Count the lines in the records below that contain the string "granulated", with upper and lower case counted as different. Reply with the number only.
start Material
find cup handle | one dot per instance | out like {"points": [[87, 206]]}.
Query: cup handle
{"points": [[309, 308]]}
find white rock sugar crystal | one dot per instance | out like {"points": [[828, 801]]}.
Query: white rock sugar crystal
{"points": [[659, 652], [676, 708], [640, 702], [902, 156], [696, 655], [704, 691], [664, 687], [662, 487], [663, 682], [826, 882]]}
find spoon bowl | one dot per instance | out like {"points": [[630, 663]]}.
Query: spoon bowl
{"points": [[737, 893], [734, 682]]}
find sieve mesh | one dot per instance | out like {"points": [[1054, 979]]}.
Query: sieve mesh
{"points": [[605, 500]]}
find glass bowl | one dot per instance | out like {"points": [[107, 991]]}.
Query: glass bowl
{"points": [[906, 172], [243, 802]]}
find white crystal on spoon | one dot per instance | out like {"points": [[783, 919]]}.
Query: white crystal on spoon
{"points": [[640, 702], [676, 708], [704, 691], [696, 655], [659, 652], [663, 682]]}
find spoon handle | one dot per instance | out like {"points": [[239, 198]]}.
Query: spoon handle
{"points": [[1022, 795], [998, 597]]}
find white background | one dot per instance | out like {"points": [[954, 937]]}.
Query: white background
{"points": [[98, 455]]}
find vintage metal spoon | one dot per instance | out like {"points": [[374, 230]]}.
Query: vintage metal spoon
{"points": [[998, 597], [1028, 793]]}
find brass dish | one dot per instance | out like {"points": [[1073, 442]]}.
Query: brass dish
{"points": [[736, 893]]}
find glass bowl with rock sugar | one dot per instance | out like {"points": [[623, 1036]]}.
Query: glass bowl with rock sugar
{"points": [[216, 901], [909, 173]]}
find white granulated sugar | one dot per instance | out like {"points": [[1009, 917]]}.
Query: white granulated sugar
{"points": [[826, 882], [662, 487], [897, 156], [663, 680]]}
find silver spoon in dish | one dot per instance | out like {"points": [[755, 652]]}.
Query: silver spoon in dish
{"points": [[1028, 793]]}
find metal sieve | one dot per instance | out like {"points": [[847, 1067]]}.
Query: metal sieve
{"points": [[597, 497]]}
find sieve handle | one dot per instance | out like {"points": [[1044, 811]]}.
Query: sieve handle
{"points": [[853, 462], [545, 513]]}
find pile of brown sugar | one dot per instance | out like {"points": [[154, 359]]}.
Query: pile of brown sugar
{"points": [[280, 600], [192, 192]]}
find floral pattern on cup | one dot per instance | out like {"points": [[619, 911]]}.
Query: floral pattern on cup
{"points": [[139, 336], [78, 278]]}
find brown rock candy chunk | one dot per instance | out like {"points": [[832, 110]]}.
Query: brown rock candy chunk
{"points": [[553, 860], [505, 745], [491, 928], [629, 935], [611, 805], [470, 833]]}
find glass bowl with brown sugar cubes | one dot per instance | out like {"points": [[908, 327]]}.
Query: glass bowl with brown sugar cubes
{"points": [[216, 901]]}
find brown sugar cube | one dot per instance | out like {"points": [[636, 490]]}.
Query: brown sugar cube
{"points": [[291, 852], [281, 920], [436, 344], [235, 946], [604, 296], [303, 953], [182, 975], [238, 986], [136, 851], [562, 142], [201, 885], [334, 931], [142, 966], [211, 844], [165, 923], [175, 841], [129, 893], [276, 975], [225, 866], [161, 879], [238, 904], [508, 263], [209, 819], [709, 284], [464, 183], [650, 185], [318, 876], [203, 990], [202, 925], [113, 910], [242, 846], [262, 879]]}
end Material
start Material
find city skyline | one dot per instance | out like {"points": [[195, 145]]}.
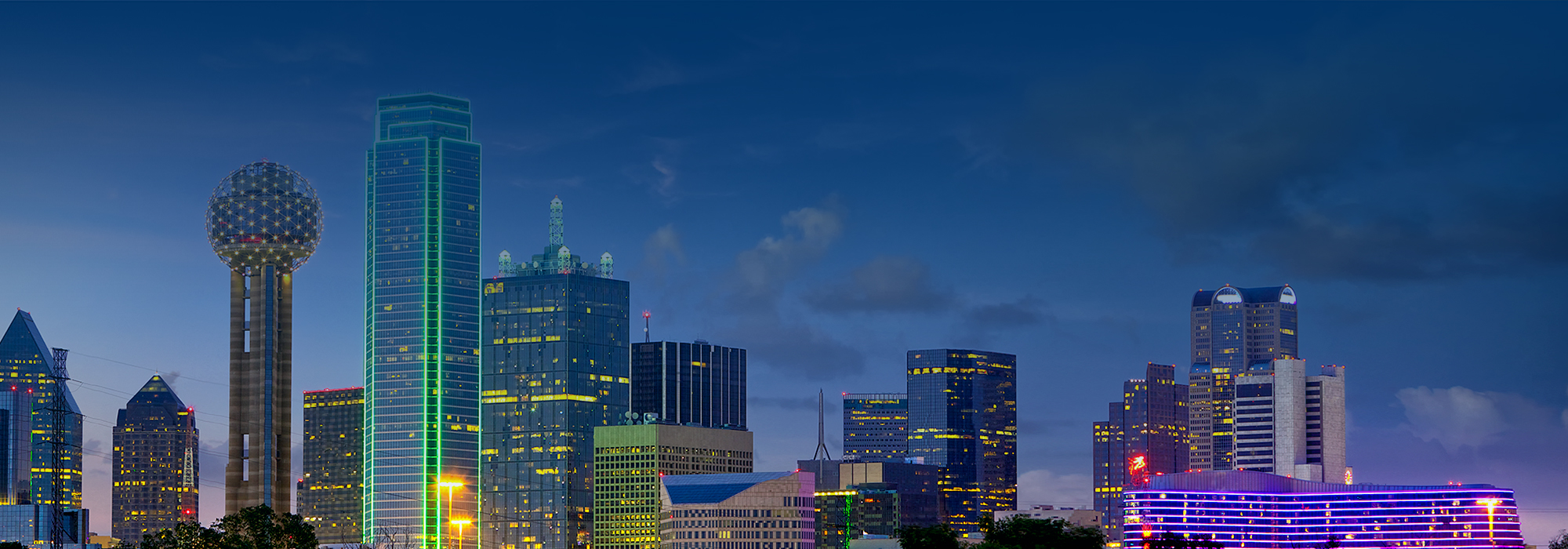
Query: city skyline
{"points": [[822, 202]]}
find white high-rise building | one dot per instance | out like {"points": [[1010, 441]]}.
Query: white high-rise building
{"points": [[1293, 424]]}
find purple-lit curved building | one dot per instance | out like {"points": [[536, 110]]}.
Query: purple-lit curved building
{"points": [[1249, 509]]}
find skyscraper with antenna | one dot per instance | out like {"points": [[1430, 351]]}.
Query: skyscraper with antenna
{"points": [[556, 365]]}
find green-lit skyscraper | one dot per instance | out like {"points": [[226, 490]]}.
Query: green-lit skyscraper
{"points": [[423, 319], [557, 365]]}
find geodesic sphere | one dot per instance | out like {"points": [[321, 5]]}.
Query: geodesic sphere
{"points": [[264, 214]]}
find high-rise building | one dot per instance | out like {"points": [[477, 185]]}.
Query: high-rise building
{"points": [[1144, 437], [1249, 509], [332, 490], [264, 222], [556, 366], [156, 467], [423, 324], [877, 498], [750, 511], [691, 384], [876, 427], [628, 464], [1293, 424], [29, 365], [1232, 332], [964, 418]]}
end Material
▶ Worked answer
2